**Your goal**:
Gather every line in the records below that has the word "trousers" in it, and copy each one in full. Capital and small letters must match.

**Given records**:
━━━━━━━━━━━━━━━━

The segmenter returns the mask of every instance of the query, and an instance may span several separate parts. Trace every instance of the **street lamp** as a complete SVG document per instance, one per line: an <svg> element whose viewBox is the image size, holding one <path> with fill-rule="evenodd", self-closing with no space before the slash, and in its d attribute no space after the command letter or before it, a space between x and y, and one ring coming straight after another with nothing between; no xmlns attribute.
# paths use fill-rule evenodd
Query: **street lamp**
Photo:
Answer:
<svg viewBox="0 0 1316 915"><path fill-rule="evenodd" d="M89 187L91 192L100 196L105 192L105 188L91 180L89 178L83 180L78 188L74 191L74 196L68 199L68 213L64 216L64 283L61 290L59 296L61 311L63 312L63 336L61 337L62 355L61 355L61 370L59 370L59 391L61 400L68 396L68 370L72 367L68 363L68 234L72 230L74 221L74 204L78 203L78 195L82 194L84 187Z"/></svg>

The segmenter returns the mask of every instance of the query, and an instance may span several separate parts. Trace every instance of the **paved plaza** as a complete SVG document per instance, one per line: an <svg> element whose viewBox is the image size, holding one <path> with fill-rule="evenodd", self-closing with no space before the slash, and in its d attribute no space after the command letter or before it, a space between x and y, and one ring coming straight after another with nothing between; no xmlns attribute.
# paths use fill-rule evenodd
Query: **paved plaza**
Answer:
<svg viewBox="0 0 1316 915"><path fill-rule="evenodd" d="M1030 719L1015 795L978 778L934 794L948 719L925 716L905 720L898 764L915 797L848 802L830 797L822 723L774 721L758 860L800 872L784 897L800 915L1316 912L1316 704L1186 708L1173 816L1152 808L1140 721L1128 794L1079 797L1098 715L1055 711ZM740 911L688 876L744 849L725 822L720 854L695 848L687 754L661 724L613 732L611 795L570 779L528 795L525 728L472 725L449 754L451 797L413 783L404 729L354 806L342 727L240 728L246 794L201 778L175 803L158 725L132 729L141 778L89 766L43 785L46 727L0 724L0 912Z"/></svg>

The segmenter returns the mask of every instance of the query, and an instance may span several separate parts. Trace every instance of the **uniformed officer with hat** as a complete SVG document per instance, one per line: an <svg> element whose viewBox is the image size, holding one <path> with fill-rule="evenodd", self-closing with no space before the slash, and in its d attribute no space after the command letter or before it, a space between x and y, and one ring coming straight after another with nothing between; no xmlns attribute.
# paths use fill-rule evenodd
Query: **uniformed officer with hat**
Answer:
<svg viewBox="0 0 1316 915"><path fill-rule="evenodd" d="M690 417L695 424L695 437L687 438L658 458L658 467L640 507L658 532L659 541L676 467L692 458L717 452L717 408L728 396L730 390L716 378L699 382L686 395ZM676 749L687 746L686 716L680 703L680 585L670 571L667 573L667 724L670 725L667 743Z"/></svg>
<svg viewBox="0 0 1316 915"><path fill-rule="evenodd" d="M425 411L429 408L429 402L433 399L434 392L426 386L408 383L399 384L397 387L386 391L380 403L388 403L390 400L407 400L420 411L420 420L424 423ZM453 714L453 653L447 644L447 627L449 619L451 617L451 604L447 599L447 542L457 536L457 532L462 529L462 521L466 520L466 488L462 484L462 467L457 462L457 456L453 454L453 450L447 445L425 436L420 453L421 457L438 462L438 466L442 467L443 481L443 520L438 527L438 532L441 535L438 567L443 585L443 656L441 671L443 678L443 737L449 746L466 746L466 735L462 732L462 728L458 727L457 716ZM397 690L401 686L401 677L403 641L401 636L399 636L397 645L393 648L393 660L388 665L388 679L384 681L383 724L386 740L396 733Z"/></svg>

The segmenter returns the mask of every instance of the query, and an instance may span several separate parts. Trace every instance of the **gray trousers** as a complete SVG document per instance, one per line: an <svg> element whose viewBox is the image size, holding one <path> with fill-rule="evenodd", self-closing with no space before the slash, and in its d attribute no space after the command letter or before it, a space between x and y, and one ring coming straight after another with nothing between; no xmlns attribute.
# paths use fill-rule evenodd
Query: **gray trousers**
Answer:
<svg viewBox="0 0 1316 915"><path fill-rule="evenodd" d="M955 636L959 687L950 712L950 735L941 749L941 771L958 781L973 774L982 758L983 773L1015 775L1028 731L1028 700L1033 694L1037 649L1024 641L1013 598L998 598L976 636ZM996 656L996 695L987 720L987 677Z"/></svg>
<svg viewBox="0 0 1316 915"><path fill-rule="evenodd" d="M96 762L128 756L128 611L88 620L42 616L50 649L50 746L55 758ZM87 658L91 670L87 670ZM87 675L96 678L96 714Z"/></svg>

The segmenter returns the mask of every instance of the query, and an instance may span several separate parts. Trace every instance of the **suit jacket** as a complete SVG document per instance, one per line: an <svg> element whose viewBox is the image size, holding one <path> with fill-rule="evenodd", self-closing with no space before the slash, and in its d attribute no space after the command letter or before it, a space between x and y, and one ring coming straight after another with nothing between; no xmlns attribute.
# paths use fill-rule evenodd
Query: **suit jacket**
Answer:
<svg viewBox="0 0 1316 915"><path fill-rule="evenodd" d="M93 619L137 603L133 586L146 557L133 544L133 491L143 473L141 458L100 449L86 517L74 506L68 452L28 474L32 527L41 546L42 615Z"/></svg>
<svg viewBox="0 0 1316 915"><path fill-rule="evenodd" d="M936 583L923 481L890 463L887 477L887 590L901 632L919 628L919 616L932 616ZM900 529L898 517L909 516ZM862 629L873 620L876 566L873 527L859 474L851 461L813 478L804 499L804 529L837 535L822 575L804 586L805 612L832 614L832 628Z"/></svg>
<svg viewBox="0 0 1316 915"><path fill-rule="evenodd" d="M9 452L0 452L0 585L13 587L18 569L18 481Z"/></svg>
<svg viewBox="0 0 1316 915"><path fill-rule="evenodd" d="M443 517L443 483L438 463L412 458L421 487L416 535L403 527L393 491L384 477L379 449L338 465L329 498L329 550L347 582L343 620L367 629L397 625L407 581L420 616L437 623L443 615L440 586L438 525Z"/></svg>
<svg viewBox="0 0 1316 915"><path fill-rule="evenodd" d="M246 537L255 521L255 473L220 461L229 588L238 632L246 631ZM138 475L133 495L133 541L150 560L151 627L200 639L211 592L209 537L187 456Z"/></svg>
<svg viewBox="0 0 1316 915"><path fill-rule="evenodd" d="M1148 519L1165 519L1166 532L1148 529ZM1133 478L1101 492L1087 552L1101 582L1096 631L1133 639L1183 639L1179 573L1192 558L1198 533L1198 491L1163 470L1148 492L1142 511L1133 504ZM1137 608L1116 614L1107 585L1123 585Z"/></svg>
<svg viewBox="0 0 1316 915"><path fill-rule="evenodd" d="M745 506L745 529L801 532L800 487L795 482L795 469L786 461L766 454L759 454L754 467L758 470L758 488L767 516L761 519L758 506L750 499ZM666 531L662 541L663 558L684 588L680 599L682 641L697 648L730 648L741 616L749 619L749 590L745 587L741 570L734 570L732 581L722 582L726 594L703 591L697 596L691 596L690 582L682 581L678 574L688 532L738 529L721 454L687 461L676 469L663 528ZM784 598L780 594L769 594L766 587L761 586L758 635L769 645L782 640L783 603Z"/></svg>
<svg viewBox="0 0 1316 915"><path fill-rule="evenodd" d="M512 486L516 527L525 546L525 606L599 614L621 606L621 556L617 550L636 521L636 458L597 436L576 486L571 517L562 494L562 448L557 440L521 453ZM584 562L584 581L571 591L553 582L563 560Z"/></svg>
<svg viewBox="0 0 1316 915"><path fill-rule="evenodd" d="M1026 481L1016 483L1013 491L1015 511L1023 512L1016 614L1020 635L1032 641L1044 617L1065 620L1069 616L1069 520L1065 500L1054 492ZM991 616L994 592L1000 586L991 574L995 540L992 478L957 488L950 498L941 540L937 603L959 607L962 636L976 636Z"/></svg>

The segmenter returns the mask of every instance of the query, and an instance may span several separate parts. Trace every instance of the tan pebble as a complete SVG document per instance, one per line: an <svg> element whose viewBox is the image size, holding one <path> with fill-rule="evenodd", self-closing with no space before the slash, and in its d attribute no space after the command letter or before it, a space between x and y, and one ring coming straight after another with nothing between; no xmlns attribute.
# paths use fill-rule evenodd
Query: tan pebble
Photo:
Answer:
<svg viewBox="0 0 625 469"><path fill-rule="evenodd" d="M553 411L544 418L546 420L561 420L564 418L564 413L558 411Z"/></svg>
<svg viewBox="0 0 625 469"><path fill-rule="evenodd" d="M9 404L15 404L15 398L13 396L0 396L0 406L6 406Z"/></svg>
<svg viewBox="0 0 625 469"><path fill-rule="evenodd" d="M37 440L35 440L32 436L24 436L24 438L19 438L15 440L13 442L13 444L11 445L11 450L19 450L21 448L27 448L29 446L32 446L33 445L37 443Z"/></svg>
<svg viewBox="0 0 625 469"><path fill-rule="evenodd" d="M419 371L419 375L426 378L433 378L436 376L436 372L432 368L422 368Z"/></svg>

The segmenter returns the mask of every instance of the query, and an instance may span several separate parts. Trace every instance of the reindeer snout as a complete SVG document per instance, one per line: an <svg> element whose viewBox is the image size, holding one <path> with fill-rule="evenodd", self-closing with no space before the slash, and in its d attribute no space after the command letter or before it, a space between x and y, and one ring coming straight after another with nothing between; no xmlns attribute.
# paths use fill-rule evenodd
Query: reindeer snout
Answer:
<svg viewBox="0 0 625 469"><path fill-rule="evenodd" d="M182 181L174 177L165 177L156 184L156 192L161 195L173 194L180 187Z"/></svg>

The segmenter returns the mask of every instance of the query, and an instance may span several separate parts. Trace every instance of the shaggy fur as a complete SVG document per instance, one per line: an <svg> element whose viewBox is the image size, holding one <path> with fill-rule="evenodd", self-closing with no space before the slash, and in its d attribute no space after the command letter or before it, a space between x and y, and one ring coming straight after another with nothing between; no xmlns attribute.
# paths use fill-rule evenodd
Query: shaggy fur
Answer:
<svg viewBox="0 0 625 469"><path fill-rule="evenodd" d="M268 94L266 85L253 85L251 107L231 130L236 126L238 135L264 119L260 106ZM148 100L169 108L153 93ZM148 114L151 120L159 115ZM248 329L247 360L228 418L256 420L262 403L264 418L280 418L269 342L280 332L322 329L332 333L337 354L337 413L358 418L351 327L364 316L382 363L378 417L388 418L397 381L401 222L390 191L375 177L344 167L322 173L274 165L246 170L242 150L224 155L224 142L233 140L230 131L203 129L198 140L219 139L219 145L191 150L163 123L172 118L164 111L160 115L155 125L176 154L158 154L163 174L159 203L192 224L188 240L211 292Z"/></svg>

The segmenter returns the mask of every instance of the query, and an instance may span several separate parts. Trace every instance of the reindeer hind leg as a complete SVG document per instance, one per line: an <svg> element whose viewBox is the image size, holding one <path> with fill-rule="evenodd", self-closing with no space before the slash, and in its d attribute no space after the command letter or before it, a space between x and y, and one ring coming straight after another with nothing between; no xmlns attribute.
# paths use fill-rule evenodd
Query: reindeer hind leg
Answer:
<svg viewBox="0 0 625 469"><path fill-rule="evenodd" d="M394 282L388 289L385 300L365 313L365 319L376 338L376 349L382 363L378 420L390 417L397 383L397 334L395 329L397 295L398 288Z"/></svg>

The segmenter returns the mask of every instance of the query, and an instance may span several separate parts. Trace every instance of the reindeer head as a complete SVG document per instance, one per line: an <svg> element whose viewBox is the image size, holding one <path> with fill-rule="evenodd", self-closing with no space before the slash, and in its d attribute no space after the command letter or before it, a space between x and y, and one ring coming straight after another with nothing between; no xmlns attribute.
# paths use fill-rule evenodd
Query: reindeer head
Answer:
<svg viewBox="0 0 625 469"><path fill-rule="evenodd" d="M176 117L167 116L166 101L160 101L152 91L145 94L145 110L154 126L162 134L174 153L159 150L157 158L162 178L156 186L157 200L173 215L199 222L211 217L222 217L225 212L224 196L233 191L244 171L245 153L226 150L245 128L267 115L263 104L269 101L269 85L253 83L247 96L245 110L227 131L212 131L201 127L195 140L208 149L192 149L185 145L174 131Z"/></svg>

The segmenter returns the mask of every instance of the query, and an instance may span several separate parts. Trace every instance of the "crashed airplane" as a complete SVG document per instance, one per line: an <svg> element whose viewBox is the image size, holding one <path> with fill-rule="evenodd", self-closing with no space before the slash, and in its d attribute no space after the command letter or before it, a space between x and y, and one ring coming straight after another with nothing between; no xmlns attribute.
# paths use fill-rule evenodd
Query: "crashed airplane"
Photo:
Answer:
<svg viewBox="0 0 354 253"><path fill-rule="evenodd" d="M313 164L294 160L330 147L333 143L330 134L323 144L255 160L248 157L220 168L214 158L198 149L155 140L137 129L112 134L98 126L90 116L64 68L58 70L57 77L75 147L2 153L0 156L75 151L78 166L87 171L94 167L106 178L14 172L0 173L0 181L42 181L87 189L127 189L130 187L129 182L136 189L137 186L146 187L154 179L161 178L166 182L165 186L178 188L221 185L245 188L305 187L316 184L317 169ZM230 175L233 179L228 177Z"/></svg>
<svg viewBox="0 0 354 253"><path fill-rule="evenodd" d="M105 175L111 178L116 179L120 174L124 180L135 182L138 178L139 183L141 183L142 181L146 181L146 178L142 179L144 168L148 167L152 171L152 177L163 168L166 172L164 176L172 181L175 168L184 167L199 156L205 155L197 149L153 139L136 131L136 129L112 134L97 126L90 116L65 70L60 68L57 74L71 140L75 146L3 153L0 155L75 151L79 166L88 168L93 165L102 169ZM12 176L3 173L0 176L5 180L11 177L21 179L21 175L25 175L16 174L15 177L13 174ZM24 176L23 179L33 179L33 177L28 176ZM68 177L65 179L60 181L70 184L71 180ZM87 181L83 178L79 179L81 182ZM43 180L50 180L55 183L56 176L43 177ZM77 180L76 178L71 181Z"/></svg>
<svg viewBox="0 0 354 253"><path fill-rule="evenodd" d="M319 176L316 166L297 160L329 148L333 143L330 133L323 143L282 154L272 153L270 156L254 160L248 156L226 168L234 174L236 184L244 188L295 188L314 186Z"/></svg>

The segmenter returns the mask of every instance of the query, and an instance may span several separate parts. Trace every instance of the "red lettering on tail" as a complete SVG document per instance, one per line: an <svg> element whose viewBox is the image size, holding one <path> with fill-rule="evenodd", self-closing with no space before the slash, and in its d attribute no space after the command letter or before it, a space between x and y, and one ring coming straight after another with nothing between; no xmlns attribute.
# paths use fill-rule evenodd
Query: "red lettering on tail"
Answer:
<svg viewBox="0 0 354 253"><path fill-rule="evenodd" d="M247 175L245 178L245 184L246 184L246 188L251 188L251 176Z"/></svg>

━━━━━━━━━━━━━━━━

**Problem solution**:
The segmenter returns the mask of every instance of the query, and an instance may span several separate parts. Trace every instance of the **gray trousers** as a complete SVG document per instance, one per line: an <svg> element whose viewBox is the image size, holding one <path> with fill-rule="evenodd", self-closing with no space before the slash, and in its d attribute no space after the command letter or before it, a space between x and y, and one ring coming straight after another with nothing between; no xmlns attribute.
Query: **gray trousers**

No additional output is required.